On May 4, The U.S. House of Representatives passed the American Health Care Act (AHCA), which would repeal key components of the Affordable Care Act and replace them with a Republican counterpart. The bill has been almost universally panned by national associations for physicians, hospitals, elders, as well as advocacy organizations for patients with diagnosis-specific needs such as the American Cancer Society and American Heart Association. The National Rural Health Association is opposed to this bill, as is the American Medical Association and the American Hospital Association.

The bill is virtually identical to a version that failed to pass the House earlier this year, except for a provision that allows states to waive the prohibition on pre-existing conditions. Other changes the proposal would make could be expected to disproportionately impact areas with lower income and older populations. The bill was passed in a rush session during which most legislators admitted they had not read the entire bill. A summary of the bill’s key provisions can be found here.

**WORK TO COMPLETE**. Extend the text about the House passing the American Health Care Act, picking up after its final sentence. The entries that come next have no connection to the text about the American Health Care Act.

**AVAILABLE DATA**.
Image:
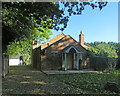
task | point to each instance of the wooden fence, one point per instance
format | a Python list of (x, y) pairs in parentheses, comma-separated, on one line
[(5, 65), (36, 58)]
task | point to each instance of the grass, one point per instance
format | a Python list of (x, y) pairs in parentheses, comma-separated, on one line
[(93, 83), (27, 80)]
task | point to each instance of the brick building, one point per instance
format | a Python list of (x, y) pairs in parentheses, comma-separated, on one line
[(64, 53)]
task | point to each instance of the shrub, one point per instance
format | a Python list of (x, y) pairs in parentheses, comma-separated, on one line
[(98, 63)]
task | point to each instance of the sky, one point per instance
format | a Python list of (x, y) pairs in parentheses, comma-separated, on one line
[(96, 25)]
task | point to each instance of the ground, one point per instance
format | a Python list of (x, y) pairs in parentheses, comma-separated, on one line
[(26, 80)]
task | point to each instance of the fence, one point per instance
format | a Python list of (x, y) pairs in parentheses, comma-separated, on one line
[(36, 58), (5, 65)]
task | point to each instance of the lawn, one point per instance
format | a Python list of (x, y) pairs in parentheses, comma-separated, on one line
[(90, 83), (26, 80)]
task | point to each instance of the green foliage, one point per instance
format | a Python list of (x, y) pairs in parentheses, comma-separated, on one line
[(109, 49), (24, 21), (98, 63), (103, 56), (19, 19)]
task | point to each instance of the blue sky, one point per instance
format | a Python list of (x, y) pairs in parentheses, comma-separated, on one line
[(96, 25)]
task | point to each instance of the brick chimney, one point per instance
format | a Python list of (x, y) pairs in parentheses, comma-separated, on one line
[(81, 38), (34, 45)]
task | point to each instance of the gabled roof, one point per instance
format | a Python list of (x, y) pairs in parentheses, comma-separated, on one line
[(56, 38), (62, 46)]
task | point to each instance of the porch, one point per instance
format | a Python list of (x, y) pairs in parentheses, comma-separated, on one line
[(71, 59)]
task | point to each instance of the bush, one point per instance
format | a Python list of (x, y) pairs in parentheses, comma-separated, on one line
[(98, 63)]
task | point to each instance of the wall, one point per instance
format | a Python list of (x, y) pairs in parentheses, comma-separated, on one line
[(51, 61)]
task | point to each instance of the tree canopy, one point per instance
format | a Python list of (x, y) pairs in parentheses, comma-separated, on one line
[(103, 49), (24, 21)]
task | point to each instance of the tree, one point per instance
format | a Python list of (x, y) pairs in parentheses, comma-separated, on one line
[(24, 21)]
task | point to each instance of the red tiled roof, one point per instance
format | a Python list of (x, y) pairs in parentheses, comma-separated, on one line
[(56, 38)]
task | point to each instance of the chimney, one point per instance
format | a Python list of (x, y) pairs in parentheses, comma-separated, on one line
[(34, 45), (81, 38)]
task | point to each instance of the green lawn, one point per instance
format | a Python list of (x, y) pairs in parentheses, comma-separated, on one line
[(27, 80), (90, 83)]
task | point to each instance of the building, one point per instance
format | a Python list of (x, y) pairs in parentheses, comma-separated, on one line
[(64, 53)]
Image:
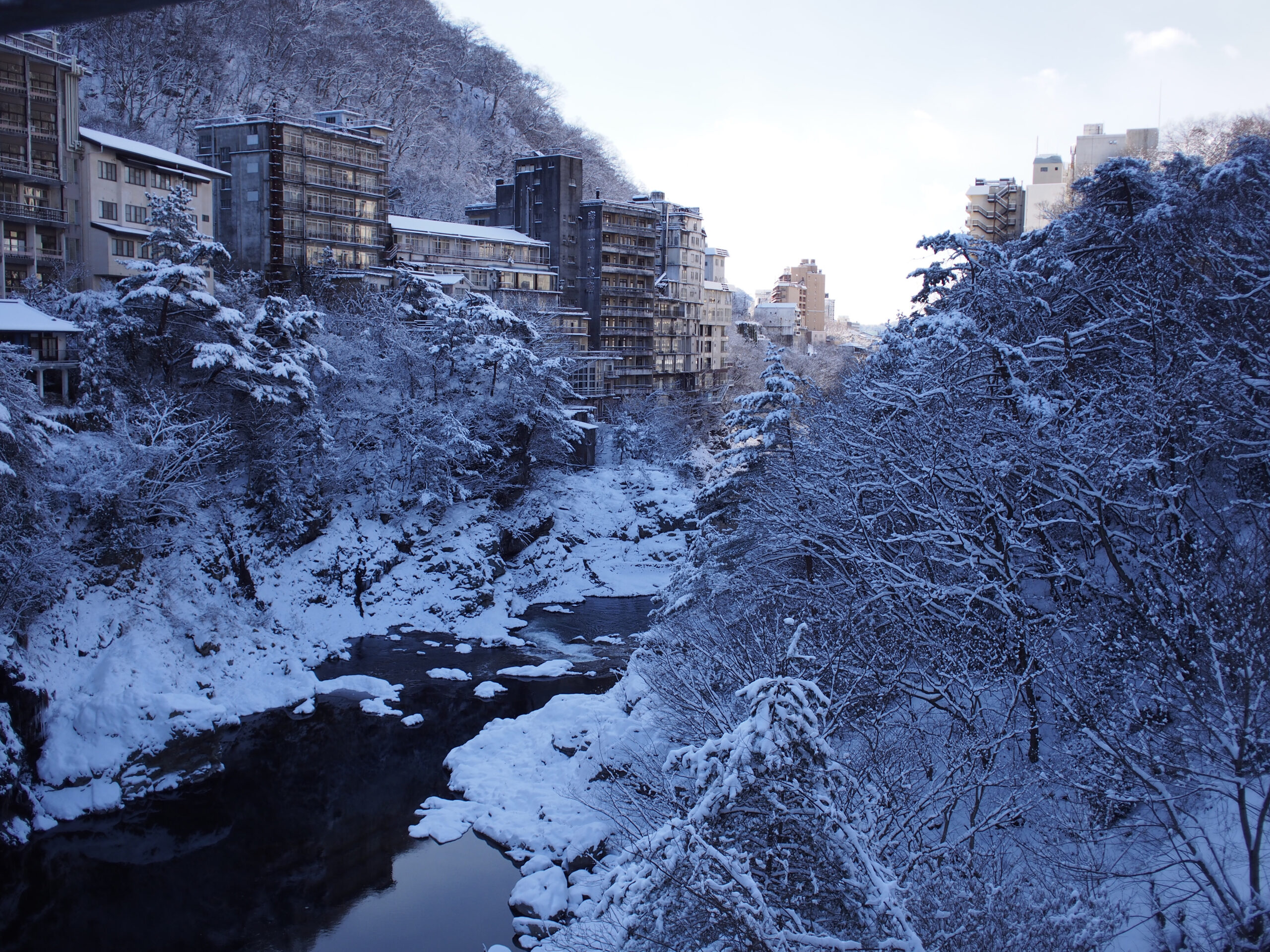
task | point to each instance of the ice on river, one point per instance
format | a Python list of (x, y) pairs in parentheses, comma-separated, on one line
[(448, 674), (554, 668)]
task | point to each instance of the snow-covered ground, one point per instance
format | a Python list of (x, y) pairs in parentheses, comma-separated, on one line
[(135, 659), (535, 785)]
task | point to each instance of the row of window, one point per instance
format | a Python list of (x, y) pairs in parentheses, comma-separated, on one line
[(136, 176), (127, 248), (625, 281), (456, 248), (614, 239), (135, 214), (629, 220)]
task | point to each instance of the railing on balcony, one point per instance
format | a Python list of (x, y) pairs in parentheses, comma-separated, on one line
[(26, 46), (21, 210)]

---

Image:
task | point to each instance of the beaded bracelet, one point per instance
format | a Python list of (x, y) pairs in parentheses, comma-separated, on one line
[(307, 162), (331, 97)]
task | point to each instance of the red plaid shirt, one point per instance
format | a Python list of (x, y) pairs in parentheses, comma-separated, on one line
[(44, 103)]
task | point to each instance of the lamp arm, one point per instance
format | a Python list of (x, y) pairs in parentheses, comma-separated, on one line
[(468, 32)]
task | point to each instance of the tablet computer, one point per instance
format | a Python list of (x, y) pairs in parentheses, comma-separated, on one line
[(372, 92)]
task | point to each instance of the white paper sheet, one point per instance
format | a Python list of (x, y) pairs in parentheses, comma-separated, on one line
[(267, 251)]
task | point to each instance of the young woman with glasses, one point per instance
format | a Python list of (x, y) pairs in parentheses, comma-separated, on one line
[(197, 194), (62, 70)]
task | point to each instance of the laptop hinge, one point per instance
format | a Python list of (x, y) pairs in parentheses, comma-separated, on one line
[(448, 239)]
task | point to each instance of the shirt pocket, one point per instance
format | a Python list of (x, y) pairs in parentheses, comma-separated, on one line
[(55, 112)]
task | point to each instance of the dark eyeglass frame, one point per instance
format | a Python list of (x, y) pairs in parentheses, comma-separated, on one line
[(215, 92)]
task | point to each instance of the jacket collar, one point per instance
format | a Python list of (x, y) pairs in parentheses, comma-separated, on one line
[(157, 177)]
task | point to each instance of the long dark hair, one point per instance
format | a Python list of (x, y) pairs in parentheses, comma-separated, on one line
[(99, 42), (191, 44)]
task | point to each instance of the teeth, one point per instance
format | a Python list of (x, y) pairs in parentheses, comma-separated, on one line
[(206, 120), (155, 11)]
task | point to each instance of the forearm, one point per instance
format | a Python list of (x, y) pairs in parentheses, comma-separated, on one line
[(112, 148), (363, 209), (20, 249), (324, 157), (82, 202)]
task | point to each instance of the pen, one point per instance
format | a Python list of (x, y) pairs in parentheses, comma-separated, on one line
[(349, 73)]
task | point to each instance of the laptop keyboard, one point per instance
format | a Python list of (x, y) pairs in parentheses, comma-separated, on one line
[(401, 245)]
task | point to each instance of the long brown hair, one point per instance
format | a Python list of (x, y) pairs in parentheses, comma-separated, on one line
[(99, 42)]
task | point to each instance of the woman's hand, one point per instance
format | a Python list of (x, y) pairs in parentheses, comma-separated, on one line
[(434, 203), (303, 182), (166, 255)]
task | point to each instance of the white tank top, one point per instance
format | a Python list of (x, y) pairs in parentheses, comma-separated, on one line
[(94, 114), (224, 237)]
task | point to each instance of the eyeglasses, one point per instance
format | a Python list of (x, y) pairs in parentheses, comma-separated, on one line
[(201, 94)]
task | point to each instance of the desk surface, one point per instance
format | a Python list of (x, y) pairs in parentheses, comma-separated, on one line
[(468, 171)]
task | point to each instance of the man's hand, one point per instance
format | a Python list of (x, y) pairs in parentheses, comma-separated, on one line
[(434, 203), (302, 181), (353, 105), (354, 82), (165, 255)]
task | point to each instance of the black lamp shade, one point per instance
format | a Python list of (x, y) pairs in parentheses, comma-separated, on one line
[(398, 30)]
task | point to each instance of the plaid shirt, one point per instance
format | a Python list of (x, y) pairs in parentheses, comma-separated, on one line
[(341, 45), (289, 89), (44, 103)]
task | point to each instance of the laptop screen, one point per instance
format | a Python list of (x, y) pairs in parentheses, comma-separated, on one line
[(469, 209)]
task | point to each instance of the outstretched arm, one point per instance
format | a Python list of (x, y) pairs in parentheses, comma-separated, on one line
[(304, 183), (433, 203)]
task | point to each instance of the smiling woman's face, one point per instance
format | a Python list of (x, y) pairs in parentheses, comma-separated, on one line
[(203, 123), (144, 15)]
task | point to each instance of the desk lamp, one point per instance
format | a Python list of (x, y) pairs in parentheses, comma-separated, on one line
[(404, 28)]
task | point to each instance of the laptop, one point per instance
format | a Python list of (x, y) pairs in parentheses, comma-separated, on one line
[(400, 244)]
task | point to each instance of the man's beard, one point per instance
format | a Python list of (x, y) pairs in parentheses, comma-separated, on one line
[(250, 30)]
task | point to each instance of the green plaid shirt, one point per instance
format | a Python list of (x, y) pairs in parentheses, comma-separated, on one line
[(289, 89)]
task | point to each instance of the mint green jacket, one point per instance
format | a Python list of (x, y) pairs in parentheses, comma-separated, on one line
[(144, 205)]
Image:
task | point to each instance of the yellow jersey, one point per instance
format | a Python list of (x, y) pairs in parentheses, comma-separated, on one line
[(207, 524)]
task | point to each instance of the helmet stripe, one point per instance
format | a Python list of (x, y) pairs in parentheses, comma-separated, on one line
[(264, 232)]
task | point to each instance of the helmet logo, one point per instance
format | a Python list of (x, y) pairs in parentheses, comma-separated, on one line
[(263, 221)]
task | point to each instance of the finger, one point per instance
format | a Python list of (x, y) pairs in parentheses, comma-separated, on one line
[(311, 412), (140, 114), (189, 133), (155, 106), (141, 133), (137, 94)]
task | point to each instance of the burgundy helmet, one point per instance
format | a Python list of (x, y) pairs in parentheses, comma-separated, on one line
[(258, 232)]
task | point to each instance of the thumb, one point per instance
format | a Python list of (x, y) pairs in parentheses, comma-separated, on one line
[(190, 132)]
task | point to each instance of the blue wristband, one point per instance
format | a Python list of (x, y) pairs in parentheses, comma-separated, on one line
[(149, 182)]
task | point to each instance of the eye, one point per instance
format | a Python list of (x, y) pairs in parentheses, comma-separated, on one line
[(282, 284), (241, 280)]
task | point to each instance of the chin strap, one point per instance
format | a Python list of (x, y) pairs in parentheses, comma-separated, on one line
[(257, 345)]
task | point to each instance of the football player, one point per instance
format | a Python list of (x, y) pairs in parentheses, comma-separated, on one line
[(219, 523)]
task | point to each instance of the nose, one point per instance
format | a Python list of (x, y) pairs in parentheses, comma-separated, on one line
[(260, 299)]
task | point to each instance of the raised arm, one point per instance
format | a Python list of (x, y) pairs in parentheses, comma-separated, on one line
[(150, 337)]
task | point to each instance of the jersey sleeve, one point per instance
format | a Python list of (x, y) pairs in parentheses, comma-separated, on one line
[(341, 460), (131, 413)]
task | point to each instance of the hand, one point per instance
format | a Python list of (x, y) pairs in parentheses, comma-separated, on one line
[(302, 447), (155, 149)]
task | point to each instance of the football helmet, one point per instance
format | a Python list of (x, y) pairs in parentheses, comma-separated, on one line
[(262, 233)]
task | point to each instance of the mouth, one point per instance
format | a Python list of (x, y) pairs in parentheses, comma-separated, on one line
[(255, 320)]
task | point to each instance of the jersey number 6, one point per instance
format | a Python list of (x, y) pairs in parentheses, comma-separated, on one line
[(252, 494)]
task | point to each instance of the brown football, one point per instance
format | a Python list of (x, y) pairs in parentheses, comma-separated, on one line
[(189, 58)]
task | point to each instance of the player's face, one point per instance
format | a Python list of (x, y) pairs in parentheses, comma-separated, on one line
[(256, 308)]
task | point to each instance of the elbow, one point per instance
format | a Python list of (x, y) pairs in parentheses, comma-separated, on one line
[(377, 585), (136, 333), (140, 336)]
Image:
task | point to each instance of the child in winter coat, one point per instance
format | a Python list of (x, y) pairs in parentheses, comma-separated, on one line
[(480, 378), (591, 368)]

--

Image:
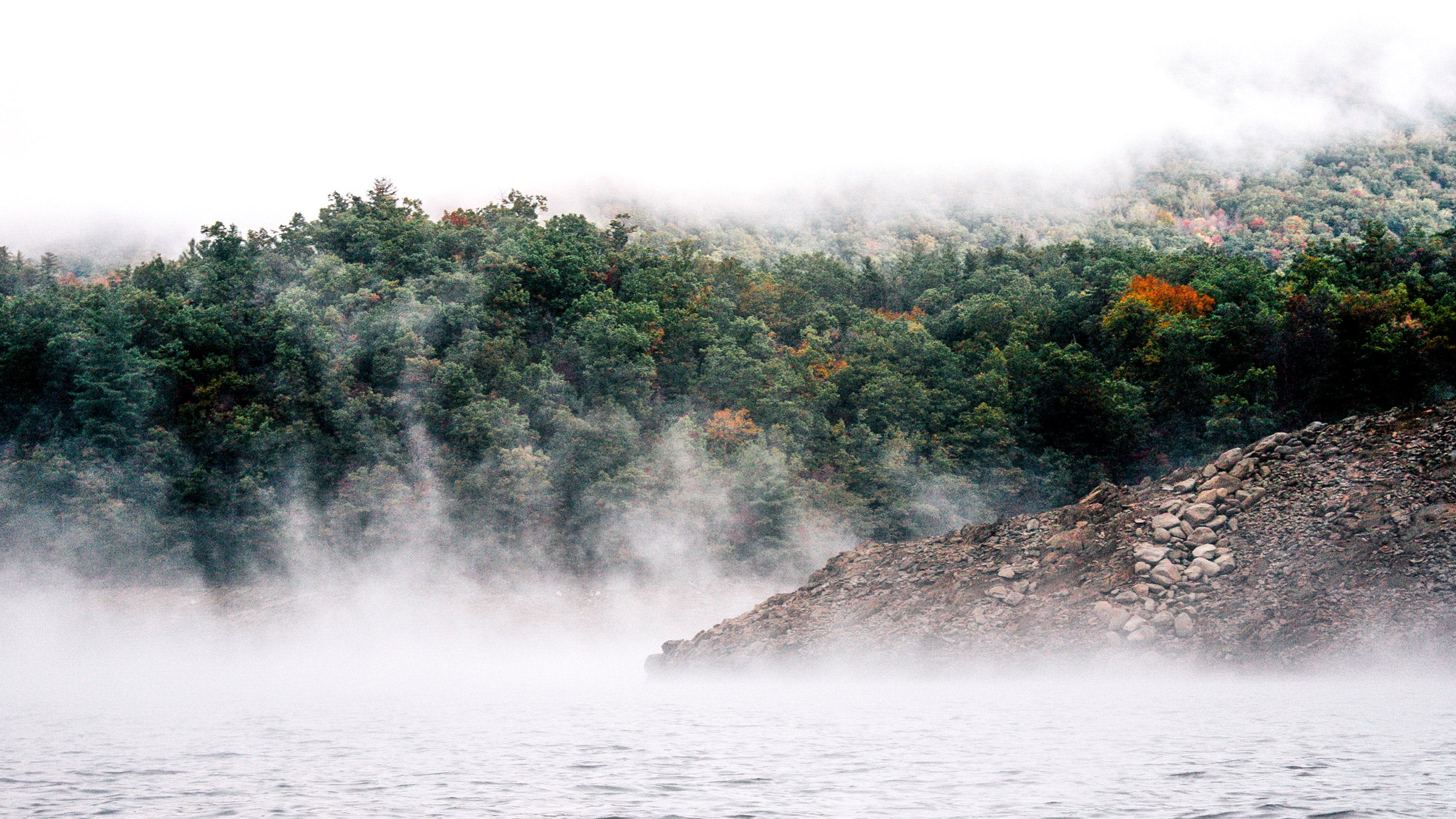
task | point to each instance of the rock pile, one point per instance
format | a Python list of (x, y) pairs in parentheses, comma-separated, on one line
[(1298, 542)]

**RESULT**.
The bill now sits in the Senate, where a task force of Senate Republicans is expected to conduct a full overhaul of the proposed legislation. Senate reconciliation rules require the chamber to wait for a score from the Congressional Budget Office (CBO) prior to considering the bill. The CBO is expected to take around two weeks to score the new bill. The previous version of the AHCA was determined by the CBO to cause 24 million Americans to not have health insurance while significantly increasing premiums for individuals in the non-group market. Notably both bills include tax cuts worth approximately $600 billion.